==== Records for this exercise ====

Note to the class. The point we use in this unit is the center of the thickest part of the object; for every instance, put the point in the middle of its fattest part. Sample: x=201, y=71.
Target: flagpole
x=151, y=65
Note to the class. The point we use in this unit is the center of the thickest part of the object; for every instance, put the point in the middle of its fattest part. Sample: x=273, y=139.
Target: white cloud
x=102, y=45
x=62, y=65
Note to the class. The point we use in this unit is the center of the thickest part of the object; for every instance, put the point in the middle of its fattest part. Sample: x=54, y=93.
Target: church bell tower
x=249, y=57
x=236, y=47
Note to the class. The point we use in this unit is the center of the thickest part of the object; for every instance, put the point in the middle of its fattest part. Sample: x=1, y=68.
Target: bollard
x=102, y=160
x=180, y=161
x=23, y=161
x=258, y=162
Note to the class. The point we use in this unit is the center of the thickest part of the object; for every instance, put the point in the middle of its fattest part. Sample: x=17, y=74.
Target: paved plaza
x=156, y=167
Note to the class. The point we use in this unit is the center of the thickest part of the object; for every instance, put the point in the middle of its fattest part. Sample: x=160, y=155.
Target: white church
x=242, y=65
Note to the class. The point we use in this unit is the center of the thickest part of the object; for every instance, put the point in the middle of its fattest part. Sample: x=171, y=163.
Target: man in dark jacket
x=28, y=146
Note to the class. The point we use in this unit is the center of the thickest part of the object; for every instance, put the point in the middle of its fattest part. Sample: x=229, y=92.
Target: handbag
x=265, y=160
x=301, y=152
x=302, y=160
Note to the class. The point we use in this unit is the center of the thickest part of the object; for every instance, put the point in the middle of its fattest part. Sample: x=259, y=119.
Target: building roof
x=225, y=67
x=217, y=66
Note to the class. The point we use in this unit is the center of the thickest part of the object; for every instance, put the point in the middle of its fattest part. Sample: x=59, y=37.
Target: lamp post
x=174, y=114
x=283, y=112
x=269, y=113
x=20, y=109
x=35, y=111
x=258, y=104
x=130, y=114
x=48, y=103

====

**What you are asked to do**
Change "fattest" to "widest" in the data between the lines holding "Sample: x=273, y=139." and "x=302, y=160", inclusive, leaving everything else as it is. Give only those lines.

**Output for this task**
Note to the class. The point we use in this unit is the center of the thickest part of the object; for every instance, put the point in the middle of its widest part. Sample: x=273, y=139.
Target: white cloud
x=102, y=45
x=62, y=65
Note to the class. The point we use in this unit is the center of the thickest part of the object; for every instance, put the point in the middle of its widest part. Sample: x=54, y=93.
Target: church bell tower
x=249, y=57
x=236, y=47
Note to the class. The point we use in this unit is the center of the thickest part of the object; for every instance, put the point in the middle of its widest part. Sample: x=1, y=68.
Target: bollard
x=102, y=160
x=180, y=161
x=23, y=161
x=258, y=162
Note to the class. The point we use in this unit is the center of the thickest part of the object; for every instance, put the point in the middle of its widest part. Sample: x=17, y=74.
Target: paved plaza
x=156, y=167
Note to the class. The point we use in this unit is the center of the thickest part of the object; for every instance, put the point in the middle of its widest part. Sample: x=160, y=155.
Target: white church
x=242, y=65
Note to the class. The point we use in this unit is the center of the thickest part of the object; for every instance, put the point in the middle of its widest part. Sample: x=171, y=163.
Target: man in dark jacket
x=28, y=146
Note to the class. The point we use in this unit is the center of the thickest part of the object; for every instance, put the point in the middle of its widest part. Sample: x=229, y=92.
Target: handbag
x=265, y=160
x=301, y=152
x=302, y=160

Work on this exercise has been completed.